> _Data to process_:
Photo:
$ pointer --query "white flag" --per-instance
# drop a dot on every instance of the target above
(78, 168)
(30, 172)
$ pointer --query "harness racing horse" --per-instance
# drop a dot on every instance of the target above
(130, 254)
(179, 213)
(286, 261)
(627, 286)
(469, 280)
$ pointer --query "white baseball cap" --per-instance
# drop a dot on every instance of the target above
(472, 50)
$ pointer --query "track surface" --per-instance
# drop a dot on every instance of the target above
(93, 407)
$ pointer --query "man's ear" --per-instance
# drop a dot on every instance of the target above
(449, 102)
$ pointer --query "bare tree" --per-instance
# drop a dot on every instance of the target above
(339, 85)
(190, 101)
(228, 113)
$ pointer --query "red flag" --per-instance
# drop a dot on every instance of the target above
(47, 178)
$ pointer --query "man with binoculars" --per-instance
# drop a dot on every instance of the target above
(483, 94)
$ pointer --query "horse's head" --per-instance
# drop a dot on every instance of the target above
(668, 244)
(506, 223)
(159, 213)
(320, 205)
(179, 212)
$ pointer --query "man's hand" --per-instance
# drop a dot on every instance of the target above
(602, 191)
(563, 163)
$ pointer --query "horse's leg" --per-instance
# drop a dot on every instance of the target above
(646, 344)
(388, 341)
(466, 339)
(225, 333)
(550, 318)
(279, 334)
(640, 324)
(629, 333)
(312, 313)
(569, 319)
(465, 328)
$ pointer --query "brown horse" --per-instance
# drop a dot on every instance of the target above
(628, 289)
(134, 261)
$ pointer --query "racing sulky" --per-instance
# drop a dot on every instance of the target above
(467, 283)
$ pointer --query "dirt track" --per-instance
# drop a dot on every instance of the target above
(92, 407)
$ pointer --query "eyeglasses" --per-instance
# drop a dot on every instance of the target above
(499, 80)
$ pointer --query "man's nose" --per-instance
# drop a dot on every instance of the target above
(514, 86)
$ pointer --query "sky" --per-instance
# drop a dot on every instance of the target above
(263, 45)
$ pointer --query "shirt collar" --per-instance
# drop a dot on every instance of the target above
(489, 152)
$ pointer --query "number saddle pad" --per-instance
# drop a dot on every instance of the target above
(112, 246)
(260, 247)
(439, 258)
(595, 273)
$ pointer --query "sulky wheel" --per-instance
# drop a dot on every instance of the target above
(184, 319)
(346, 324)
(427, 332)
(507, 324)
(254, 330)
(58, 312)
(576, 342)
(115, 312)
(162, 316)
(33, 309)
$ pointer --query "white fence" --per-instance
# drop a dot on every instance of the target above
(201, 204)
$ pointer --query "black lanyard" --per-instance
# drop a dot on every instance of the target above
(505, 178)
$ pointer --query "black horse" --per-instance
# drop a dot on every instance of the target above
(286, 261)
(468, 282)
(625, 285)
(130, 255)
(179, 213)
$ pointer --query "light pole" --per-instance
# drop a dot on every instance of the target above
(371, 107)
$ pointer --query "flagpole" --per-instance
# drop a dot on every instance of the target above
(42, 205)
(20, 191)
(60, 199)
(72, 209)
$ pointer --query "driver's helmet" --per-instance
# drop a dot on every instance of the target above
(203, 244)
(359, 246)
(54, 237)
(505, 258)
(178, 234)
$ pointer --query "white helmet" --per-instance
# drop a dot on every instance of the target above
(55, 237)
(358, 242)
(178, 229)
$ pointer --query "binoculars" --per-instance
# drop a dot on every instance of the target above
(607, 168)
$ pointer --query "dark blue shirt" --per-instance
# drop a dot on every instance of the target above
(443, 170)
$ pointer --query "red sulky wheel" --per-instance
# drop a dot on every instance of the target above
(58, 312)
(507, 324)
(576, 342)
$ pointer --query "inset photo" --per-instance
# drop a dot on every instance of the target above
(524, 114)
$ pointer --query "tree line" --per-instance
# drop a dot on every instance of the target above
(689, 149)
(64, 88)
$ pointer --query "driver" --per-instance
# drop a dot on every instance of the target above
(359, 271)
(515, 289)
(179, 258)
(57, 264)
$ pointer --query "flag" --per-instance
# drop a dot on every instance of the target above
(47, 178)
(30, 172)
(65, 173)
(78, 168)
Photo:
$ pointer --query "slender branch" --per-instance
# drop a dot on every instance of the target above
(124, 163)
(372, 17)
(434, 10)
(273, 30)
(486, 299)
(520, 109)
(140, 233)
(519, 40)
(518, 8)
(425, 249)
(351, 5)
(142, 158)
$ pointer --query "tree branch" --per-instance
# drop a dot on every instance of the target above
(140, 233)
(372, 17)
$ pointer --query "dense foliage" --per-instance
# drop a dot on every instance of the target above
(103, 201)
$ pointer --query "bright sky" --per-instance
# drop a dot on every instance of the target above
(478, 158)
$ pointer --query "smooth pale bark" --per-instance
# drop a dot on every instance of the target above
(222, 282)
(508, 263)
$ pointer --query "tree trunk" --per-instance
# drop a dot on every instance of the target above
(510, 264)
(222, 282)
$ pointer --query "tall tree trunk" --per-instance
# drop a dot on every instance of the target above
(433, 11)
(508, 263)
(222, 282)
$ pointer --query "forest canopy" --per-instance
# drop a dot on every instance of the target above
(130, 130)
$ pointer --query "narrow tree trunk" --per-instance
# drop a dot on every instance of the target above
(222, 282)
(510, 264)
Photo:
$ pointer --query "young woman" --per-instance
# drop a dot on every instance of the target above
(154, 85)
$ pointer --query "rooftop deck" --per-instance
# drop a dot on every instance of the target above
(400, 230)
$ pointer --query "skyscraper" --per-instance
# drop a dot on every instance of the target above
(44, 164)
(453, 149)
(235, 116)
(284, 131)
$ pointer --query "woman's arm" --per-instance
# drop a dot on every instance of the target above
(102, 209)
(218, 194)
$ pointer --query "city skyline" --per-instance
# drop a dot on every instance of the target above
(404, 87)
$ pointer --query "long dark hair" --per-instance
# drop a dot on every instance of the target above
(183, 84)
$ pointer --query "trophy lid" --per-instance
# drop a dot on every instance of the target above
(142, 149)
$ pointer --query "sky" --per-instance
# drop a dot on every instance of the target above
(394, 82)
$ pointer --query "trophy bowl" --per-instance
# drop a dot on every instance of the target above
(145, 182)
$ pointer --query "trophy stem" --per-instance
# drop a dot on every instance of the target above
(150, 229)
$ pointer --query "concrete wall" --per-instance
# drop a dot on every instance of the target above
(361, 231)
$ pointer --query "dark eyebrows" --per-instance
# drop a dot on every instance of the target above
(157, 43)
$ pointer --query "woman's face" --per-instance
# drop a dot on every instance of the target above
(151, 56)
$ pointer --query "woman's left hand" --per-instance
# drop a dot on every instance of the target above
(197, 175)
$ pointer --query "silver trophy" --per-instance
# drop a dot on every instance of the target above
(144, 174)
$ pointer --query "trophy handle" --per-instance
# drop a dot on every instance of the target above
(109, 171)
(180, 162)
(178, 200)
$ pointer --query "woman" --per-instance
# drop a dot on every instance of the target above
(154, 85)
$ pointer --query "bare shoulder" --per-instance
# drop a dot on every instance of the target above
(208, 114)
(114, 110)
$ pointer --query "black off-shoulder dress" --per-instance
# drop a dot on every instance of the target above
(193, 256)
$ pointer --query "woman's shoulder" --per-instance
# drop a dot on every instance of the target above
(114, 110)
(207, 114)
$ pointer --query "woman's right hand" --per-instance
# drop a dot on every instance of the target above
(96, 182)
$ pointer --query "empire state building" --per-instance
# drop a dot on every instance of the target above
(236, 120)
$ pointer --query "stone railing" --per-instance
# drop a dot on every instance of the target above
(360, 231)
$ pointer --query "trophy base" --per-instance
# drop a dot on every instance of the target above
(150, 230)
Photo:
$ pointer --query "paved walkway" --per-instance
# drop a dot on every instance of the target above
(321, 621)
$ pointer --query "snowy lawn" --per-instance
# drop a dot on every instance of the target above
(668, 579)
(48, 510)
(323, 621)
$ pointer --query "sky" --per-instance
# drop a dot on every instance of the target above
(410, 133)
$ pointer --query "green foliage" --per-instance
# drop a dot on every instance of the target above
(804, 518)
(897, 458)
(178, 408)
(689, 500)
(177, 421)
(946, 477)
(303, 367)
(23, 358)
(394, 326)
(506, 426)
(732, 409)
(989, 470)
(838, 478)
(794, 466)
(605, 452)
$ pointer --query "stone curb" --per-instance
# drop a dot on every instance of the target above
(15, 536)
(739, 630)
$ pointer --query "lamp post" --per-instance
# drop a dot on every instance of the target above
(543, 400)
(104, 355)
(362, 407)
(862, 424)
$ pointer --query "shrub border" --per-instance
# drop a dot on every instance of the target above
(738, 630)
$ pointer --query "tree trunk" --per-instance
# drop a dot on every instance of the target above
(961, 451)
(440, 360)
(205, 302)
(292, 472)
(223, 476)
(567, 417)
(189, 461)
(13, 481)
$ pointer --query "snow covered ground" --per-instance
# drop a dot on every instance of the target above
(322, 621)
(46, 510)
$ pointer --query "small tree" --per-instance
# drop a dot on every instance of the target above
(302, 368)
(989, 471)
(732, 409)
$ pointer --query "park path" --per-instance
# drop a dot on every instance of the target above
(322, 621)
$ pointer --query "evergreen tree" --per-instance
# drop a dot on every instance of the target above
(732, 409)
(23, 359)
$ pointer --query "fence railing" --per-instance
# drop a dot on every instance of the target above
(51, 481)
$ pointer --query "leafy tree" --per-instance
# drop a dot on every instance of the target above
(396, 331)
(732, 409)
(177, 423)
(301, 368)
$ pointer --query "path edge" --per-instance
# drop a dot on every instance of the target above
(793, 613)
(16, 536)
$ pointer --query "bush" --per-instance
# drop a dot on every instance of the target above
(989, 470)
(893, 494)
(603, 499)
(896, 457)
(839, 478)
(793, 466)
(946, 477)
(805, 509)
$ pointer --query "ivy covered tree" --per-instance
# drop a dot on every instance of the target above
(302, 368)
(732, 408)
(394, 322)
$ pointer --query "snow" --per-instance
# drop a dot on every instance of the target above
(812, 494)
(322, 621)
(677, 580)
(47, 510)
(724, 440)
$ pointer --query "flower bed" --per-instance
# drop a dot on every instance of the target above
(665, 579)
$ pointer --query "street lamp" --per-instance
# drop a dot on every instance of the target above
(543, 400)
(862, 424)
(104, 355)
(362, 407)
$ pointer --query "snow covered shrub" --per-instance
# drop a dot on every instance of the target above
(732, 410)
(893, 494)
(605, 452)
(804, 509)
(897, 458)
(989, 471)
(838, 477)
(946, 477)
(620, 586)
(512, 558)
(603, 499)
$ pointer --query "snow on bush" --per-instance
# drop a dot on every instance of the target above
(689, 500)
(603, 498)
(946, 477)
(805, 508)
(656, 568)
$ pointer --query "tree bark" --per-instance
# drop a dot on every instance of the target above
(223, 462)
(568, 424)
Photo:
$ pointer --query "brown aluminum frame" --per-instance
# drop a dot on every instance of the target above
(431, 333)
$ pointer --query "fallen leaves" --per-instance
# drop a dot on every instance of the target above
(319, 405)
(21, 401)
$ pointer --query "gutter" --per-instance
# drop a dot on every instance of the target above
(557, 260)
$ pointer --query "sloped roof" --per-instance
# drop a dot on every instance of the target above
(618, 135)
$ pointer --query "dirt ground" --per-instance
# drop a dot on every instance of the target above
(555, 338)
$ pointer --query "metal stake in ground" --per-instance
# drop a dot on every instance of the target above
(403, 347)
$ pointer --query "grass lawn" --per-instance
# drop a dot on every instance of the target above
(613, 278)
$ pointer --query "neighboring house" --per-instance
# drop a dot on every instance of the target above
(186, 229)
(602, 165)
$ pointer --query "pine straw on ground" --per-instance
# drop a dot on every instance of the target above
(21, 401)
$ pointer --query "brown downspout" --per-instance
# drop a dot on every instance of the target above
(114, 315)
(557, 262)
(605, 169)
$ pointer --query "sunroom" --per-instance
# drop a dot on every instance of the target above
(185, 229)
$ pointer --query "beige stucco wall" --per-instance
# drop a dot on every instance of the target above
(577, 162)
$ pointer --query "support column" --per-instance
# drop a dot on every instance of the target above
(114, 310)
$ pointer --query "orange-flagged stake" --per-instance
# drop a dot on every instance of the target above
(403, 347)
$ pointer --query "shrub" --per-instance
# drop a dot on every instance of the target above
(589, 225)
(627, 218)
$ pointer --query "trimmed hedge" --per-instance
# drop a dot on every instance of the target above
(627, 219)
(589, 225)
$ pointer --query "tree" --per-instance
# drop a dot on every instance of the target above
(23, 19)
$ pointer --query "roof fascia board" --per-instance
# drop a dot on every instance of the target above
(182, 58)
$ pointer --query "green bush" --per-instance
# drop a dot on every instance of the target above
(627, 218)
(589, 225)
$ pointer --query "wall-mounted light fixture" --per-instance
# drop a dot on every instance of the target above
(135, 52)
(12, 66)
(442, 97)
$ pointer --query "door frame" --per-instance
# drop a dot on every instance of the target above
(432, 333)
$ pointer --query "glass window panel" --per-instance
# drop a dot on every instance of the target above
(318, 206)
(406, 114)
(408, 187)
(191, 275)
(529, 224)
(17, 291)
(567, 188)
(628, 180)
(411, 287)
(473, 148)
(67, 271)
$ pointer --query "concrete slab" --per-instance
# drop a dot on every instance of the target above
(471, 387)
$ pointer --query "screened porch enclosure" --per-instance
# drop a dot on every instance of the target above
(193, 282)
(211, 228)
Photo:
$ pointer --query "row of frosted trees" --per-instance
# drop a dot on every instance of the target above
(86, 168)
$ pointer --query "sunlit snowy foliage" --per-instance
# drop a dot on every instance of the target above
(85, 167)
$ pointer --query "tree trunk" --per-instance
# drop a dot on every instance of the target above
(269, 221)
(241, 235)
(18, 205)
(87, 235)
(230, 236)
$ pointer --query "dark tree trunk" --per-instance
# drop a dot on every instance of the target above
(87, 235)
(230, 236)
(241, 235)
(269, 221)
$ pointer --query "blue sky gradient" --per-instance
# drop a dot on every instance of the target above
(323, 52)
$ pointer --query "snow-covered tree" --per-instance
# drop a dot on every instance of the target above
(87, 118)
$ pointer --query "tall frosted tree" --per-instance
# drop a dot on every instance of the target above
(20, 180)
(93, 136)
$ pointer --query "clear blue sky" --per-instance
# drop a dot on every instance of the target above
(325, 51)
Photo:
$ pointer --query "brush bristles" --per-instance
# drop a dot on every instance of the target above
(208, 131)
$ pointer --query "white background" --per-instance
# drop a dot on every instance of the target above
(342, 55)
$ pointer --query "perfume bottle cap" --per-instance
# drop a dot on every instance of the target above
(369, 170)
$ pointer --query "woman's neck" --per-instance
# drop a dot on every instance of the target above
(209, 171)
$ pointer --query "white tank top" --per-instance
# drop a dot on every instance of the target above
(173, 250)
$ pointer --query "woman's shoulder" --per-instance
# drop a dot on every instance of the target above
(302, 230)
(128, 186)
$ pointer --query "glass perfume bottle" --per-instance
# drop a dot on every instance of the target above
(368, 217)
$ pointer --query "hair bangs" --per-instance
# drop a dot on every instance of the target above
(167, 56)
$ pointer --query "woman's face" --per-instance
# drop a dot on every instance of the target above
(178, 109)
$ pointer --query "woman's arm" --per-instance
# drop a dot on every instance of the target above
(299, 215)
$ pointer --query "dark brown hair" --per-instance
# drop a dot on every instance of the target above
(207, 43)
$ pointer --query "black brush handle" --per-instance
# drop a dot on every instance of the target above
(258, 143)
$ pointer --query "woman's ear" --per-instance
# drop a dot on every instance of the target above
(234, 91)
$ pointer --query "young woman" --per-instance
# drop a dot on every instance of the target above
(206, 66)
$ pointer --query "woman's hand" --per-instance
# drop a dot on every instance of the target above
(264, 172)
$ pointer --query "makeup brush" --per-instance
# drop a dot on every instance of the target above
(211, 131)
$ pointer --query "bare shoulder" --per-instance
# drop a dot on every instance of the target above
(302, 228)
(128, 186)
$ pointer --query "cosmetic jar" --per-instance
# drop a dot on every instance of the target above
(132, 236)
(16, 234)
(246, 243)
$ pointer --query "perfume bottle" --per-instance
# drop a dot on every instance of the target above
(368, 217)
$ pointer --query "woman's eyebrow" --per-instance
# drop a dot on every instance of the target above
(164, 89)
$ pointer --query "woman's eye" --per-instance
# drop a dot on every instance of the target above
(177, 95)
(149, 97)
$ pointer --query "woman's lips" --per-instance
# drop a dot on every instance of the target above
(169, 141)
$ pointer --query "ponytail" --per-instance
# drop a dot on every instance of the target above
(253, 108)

> _What is needed_: Take from the listing above each line containing "bottle".

> _Answer to this problem_:
$ pointer --query "perfume bottle cap" --per-instance
$ pointer --query "glass perfume bottle" --per-instance
$ pointer --query "perfume bottle" --per-instance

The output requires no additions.